* **Input data**
....
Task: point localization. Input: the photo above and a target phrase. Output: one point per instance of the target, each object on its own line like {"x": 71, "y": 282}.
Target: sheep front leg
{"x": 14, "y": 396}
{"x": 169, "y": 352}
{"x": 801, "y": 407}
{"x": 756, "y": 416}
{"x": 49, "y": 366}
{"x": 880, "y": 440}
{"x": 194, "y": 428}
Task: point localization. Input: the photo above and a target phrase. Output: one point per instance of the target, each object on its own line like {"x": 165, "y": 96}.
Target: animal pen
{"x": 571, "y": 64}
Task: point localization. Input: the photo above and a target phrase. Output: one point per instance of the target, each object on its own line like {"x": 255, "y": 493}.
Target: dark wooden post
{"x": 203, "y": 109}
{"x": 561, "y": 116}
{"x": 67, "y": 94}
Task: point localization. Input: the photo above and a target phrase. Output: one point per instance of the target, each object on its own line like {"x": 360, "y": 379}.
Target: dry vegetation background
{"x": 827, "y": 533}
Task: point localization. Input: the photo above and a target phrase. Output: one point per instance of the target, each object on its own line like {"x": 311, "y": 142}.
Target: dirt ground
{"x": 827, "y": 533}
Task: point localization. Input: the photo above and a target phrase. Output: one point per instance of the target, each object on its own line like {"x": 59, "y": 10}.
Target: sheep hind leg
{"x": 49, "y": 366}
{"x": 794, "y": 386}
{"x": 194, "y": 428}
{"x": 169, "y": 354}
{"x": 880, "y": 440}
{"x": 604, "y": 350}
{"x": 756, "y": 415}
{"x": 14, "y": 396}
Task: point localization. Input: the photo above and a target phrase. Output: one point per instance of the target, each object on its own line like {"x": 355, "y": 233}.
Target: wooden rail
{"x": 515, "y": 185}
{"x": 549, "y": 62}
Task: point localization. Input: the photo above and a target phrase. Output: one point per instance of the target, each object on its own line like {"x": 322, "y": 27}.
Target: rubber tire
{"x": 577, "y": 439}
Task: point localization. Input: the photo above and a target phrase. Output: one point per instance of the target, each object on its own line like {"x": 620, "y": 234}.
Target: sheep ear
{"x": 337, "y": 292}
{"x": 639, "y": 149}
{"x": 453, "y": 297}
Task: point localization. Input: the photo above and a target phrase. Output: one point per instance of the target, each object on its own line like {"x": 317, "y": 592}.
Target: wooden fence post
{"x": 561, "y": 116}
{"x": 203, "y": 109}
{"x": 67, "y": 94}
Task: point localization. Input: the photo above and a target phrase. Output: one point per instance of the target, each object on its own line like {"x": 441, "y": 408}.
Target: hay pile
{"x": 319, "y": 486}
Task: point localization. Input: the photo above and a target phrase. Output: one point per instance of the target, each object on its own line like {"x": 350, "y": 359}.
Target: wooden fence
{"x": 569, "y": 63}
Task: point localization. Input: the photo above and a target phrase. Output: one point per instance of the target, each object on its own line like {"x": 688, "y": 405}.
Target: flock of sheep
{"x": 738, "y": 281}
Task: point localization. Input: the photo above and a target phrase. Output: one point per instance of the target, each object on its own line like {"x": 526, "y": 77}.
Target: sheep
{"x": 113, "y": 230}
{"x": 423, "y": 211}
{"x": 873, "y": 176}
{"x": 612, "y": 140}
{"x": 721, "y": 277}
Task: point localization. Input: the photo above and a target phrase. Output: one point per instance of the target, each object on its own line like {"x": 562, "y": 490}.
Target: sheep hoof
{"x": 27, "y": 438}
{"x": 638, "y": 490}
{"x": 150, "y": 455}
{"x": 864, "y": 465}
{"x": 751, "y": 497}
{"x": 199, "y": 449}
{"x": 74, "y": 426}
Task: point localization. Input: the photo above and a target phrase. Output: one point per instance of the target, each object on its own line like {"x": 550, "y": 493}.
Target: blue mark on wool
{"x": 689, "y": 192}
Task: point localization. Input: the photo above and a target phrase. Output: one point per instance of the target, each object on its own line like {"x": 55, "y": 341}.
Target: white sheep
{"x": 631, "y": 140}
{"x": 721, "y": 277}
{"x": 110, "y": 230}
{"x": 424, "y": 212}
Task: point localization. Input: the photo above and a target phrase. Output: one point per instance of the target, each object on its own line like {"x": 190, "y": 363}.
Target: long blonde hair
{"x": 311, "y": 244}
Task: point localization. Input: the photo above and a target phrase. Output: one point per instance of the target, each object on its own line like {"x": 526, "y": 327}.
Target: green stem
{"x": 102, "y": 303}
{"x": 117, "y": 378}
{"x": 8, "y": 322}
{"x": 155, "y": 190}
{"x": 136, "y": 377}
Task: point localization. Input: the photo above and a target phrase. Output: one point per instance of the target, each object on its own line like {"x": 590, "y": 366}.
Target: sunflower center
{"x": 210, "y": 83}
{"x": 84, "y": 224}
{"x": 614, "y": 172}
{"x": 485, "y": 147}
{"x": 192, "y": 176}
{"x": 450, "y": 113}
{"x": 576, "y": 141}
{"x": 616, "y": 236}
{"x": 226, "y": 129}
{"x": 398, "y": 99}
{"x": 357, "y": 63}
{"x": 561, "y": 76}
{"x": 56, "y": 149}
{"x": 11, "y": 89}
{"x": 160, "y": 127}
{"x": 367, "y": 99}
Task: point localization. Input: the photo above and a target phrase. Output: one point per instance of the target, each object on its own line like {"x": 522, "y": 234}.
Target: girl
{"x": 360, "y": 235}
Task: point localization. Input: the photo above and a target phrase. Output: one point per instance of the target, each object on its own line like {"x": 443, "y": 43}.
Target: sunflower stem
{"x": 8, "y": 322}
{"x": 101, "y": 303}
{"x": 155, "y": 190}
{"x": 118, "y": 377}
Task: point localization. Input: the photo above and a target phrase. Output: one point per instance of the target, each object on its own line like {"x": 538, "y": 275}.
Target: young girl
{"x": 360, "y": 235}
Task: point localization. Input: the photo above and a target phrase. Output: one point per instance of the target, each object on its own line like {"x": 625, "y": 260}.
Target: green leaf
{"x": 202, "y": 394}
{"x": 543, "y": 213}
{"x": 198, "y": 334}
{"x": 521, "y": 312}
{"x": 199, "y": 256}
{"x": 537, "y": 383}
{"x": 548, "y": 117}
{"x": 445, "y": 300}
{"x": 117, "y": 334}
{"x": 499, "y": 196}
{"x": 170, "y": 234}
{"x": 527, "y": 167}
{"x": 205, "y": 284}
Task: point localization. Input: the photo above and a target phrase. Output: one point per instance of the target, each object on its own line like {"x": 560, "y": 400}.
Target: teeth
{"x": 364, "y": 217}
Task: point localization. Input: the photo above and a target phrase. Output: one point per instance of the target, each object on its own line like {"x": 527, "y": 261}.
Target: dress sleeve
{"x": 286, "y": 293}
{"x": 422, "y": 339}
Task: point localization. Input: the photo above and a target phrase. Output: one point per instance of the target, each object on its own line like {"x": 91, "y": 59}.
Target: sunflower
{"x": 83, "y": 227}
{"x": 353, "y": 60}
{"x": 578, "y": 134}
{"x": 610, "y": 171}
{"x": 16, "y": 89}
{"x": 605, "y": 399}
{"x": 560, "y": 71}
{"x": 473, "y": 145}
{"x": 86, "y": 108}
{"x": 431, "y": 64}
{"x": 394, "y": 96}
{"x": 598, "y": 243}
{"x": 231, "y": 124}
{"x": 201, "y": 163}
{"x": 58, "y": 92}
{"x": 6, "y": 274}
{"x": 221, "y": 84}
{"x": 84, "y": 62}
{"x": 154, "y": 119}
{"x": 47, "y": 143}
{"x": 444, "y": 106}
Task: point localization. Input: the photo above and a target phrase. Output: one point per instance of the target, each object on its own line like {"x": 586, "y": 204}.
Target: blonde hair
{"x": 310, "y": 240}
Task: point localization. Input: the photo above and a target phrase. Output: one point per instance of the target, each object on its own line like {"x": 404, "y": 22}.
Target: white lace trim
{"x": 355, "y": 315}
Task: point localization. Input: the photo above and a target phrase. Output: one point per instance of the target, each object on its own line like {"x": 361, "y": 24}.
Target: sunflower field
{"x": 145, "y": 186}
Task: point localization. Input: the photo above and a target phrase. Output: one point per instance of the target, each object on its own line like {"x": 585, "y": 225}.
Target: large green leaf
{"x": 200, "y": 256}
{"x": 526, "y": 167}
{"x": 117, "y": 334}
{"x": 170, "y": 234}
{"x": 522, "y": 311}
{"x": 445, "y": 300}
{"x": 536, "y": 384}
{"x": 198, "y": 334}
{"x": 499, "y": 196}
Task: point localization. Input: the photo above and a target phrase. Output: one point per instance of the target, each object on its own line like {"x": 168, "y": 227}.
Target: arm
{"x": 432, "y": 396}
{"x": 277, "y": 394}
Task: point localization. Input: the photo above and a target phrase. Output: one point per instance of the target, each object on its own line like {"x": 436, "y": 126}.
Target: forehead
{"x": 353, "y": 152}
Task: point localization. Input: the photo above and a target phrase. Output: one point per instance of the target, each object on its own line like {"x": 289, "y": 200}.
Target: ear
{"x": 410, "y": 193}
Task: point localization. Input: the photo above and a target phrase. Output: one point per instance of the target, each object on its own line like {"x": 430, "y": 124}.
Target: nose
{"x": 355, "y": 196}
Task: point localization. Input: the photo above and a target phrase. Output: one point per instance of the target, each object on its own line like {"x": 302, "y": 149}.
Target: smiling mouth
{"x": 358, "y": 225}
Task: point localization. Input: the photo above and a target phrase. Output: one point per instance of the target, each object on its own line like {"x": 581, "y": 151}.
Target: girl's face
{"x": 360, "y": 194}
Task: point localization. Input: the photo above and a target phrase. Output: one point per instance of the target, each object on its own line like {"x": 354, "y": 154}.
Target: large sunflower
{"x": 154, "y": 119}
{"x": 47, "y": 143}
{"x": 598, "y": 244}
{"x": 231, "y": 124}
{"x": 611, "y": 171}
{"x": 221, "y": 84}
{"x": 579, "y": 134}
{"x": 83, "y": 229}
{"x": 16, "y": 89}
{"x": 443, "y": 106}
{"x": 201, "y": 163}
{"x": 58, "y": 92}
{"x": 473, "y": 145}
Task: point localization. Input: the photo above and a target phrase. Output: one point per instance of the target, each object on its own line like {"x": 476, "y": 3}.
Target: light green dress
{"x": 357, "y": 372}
....
Take the line that contains "Target: girl's face" and every line after it in the material above. Set those lines down exactly and nothing more.

* **Answer**
Target: girl's face
{"x": 360, "y": 194}
Task: point localization. Input: the photo above and a target phrase. Output: one point per instance of the target, each object on its own line like {"x": 354, "y": 154}.
Target: large sunflower
{"x": 154, "y": 119}
{"x": 47, "y": 143}
{"x": 598, "y": 244}
{"x": 231, "y": 124}
{"x": 611, "y": 171}
{"x": 221, "y": 84}
{"x": 579, "y": 134}
{"x": 83, "y": 229}
{"x": 16, "y": 89}
{"x": 443, "y": 106}
{"x": 201, "y": 163}
{"x": 58, "y": 92}
{"x": 473, "y": 145}
Task: point localization. Input: the photo above and a target phrase. Output: one point per instance of the target, each object on its own line like {"x": 476, "y": 3}.
Target: light green dress
{"x": 357, "y": 372}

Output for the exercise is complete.